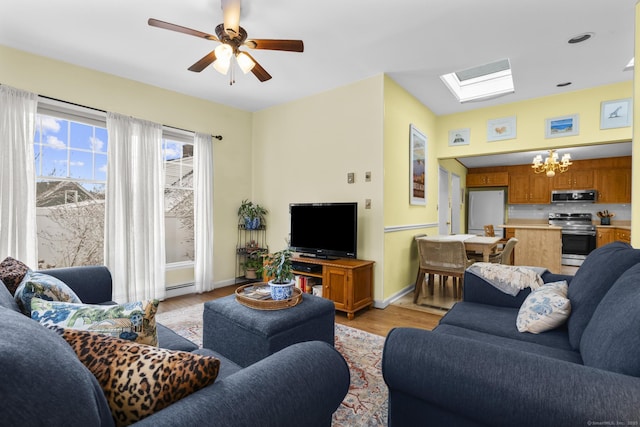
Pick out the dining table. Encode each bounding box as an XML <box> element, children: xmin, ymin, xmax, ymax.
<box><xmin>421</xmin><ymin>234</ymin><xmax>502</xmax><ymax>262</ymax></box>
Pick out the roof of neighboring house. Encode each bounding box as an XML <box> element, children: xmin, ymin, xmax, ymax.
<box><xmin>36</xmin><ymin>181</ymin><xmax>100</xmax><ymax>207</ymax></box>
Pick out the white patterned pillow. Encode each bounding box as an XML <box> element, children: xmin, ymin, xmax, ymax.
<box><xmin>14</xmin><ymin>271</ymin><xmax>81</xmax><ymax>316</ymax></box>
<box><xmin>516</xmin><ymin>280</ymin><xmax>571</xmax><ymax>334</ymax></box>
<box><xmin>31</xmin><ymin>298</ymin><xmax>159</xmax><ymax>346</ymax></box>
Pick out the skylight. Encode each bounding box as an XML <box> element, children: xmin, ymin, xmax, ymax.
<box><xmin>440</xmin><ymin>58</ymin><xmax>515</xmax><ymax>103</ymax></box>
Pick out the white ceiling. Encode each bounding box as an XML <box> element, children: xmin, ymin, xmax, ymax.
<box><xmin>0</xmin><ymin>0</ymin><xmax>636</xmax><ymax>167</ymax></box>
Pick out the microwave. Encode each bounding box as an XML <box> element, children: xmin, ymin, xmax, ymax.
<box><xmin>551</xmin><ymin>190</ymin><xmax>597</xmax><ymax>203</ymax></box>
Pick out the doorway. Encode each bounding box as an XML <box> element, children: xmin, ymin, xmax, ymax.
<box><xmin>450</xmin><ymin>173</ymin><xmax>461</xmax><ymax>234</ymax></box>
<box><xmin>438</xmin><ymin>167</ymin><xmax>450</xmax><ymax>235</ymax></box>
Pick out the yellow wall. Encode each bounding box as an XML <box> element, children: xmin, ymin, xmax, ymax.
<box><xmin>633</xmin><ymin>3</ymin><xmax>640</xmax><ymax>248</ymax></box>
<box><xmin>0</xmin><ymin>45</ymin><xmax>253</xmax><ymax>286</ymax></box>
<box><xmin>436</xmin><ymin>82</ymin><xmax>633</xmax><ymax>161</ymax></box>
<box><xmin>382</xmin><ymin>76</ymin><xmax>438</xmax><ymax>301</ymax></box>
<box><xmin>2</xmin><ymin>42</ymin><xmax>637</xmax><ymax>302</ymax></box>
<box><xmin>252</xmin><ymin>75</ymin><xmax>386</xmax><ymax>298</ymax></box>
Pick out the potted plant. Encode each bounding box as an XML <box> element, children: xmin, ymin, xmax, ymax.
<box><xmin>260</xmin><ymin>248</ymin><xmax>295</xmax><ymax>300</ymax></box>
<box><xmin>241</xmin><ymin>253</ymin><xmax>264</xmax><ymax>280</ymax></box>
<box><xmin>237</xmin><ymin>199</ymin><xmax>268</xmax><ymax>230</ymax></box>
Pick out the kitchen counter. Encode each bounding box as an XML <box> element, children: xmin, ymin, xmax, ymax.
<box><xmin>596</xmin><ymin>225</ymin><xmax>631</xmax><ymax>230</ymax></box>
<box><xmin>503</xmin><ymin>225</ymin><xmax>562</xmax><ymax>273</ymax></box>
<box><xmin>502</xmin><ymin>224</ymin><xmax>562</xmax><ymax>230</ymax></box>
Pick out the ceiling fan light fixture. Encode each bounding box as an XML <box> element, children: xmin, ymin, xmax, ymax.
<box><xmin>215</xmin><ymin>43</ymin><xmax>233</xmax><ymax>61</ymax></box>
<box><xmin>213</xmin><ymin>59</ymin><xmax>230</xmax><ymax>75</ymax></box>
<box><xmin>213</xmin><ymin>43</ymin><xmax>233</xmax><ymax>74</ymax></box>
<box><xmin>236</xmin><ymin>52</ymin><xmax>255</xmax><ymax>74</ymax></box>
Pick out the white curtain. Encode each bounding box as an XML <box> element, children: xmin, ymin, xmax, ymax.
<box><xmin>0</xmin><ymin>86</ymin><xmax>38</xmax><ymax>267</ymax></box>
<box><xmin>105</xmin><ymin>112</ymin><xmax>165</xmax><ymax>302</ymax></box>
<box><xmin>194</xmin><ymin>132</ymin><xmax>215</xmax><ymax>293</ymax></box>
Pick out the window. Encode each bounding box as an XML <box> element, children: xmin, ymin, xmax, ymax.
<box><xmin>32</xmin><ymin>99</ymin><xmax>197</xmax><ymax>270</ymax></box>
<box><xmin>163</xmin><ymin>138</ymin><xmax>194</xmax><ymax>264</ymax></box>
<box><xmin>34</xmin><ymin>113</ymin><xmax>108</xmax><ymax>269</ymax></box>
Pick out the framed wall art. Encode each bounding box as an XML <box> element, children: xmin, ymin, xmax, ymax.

• • • • • • •

Task objective: Set out, exactly as written, the lines from the line with "Pick out the window." to the last line of the records, inclusive, and only those lines.

Your response:
Pick out the window. Encode each bounding box as an XML <box> element, children: xmin, ymin, xmax, ymax.
<box><xmin>32</xmin><ymin>99</ymin><xmax>197</xmax><ymax>270</ymax></box>
<box><xmin>163</xmin><ymin>138</ymin><xmax>194</xmax><ymax>264</ymax></box>
<box><xmin>34</xmin><ymin>113</ymin><xmax>108</xmax><ymax>269</ymax></box>
Pick out the framed wall art. Encode each bounding box as an XML <box> element, children: xmin, ymin, xmax, ymax.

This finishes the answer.